### WHAT IS NEEDED
Copy the rows again, from the line containing "bridge, placing one marker per instance" down to the end of the rows, swapping "marker" for "pin" and changing nothing else.

+ + + + + + +

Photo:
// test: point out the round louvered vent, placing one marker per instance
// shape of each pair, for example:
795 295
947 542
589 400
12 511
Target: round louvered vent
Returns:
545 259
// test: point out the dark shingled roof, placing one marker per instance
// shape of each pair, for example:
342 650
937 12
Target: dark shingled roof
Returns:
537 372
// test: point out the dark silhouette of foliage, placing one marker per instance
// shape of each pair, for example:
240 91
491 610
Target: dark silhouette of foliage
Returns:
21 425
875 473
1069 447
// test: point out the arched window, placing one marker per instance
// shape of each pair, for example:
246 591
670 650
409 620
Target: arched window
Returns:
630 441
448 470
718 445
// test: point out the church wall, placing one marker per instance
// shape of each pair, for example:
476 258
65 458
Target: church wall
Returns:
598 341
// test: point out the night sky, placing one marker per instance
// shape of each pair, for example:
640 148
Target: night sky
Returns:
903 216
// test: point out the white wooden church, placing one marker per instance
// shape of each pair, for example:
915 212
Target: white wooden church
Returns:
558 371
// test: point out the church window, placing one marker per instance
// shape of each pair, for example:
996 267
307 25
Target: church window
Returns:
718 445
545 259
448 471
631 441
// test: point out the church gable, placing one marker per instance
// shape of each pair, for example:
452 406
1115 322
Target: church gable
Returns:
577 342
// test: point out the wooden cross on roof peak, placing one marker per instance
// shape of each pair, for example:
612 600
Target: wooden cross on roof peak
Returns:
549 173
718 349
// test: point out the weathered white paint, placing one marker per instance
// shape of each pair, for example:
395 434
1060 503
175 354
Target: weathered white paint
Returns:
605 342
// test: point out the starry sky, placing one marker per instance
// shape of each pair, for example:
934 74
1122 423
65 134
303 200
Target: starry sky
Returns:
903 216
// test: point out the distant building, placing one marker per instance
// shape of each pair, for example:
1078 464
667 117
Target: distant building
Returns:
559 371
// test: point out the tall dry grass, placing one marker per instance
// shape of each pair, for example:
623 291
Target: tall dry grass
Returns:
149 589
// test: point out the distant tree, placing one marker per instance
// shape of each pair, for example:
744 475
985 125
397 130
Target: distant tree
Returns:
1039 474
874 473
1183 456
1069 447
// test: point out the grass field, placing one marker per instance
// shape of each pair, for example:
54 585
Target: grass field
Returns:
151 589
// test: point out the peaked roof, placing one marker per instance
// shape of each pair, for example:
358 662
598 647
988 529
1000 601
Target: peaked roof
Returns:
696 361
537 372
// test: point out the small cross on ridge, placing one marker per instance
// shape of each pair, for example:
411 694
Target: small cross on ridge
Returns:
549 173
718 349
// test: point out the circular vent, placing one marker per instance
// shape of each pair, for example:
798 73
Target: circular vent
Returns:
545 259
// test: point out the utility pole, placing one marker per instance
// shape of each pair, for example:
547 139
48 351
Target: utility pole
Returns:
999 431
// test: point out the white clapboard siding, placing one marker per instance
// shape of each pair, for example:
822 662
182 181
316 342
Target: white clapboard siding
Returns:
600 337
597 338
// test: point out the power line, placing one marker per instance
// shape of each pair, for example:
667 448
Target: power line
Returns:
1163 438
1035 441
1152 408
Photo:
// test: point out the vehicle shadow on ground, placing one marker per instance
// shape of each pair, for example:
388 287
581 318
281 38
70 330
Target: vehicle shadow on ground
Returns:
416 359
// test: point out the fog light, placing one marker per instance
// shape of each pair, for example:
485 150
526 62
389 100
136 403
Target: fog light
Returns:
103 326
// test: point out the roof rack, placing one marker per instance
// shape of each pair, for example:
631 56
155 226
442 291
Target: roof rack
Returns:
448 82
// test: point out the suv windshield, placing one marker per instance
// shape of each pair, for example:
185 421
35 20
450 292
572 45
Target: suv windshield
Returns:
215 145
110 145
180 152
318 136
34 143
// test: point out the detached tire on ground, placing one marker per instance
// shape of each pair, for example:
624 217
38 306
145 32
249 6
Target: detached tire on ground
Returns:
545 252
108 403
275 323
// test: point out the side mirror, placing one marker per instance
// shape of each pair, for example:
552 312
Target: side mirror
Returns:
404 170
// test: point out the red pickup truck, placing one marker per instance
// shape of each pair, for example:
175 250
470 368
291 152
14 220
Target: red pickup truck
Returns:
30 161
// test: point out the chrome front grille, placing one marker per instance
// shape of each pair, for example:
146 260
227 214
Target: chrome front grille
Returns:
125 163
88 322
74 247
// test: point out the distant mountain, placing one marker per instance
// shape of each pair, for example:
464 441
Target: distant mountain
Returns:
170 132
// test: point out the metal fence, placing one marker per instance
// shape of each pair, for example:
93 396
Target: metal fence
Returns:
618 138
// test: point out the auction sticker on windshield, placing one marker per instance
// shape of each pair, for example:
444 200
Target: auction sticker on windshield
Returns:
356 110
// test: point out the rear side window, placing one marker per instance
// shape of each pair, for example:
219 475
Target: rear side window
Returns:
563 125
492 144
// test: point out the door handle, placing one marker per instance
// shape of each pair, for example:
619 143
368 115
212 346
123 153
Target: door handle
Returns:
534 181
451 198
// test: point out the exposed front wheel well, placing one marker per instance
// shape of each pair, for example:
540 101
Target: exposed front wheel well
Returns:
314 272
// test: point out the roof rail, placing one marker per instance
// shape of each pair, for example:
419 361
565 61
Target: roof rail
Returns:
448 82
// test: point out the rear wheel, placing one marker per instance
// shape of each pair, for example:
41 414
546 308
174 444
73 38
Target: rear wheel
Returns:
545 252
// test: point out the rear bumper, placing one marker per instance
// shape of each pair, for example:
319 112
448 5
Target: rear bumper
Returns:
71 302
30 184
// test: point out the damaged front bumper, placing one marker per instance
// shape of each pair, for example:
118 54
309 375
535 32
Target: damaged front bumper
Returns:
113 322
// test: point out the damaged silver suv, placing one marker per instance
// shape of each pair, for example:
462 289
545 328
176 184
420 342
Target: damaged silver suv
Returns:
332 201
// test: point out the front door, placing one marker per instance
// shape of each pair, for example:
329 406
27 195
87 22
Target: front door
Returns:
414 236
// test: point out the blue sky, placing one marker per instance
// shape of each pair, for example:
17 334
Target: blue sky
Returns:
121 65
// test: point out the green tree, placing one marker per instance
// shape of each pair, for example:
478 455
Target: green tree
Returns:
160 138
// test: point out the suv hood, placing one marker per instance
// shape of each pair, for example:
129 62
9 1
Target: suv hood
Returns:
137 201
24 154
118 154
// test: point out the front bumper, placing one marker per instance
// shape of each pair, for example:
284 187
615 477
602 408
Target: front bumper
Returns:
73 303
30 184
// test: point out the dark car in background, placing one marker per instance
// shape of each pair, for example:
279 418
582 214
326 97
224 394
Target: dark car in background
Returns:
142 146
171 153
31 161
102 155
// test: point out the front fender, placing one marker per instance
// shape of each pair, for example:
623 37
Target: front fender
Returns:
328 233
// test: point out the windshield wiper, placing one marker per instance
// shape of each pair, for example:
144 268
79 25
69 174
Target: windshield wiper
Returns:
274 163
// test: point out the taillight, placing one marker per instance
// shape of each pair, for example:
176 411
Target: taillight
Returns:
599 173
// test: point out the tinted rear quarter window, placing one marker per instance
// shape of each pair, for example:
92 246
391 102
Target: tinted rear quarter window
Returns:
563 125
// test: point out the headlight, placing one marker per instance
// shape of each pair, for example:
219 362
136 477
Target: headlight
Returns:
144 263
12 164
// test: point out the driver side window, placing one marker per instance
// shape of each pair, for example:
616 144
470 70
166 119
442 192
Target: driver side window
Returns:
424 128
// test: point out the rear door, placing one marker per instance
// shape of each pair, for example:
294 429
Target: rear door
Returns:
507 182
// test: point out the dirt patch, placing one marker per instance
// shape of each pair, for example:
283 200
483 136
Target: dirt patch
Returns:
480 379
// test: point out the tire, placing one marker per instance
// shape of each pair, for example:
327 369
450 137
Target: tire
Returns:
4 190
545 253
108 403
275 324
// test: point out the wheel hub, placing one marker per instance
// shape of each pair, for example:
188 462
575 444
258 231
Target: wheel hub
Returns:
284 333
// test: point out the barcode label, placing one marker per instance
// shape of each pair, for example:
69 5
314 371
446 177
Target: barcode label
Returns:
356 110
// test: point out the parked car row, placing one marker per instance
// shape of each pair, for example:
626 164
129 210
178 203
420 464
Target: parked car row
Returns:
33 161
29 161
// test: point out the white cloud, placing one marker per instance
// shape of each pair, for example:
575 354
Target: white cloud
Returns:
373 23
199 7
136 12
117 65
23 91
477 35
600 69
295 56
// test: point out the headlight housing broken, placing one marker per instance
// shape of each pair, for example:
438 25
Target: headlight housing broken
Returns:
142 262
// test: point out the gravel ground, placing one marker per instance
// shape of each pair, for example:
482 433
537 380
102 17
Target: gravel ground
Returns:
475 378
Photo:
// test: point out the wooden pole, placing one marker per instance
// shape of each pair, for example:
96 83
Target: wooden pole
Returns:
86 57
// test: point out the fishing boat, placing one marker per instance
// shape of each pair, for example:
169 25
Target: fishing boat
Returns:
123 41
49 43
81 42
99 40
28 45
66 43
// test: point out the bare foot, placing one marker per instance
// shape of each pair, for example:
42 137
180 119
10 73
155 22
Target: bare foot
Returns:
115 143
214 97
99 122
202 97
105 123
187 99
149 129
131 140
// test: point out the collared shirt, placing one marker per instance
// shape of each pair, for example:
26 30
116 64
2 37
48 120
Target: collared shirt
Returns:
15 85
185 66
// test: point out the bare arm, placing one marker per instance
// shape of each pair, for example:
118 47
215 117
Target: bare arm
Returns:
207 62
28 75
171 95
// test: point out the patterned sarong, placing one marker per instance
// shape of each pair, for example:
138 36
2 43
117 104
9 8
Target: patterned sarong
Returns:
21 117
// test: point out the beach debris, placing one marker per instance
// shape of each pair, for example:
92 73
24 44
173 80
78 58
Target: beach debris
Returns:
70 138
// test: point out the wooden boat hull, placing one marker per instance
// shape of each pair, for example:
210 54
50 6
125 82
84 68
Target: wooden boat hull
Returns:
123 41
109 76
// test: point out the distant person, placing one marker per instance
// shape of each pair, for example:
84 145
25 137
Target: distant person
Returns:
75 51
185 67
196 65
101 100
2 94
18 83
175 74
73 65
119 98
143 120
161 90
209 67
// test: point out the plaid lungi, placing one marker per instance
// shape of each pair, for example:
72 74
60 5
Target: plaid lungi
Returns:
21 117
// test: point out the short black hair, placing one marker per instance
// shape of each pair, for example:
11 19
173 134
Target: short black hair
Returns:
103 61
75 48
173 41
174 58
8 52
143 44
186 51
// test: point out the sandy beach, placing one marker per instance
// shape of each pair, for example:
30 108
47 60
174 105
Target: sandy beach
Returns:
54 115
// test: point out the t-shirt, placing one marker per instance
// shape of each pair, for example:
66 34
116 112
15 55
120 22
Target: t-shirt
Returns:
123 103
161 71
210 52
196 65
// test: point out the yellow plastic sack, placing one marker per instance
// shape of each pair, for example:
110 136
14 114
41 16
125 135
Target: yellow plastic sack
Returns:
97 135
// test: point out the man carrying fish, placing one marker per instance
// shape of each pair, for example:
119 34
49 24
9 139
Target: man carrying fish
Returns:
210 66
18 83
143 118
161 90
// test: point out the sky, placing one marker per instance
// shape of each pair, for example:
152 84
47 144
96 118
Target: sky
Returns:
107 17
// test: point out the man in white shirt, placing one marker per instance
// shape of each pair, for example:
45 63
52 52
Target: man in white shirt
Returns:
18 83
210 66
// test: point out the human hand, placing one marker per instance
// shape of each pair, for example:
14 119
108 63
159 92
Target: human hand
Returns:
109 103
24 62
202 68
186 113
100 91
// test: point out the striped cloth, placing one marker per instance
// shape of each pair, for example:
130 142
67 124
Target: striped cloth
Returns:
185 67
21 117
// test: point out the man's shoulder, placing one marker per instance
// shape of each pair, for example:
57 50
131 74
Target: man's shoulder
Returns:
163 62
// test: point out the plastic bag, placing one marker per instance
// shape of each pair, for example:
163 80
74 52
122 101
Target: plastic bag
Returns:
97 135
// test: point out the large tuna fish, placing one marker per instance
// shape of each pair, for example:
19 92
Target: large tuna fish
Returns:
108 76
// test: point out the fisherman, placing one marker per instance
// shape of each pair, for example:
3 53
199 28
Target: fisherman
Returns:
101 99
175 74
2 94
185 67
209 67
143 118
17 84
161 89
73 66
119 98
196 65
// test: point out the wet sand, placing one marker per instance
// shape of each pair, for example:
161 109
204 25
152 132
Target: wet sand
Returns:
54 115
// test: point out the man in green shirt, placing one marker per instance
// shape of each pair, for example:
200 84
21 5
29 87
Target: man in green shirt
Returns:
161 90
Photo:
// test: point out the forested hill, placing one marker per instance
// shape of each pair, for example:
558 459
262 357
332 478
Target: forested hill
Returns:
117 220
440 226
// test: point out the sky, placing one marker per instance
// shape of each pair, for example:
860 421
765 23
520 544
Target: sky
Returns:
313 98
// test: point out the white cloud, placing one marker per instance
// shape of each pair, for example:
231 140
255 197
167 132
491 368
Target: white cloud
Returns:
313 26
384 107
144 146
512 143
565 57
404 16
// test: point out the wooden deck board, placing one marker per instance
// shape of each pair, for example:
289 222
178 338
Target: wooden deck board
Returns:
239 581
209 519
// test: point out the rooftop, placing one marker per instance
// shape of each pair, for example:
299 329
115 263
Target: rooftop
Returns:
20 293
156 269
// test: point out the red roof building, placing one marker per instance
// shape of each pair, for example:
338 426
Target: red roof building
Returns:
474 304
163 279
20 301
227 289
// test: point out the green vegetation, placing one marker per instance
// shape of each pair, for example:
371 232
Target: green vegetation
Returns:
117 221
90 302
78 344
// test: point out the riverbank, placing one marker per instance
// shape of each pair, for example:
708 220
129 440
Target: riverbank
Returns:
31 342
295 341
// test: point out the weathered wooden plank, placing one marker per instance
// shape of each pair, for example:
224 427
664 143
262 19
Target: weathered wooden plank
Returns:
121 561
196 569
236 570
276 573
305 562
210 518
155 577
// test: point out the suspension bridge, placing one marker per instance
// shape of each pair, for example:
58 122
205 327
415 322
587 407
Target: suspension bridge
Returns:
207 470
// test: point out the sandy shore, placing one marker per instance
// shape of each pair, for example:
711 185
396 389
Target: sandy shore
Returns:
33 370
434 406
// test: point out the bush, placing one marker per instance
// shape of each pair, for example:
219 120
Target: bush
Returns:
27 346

+ + + + + + +

### WRITTEN REPLY
// test: point out the suspension bridge, placing one pin per instance
// shape of each pair, for example:
58 122
205 327
415 322
587 407
Target: suspension bridge
Returns:
207 470
// test: point out the sandy shore, placing one pin per instance
// shape of each pair, for example:
711 185
396 389
Target: sandy shore
Returns:
33 370
434 406
// test: point out the bush, placing one pin per instance
// shape of each pair, for example:
219 120
Target: bush
Returns:
27 346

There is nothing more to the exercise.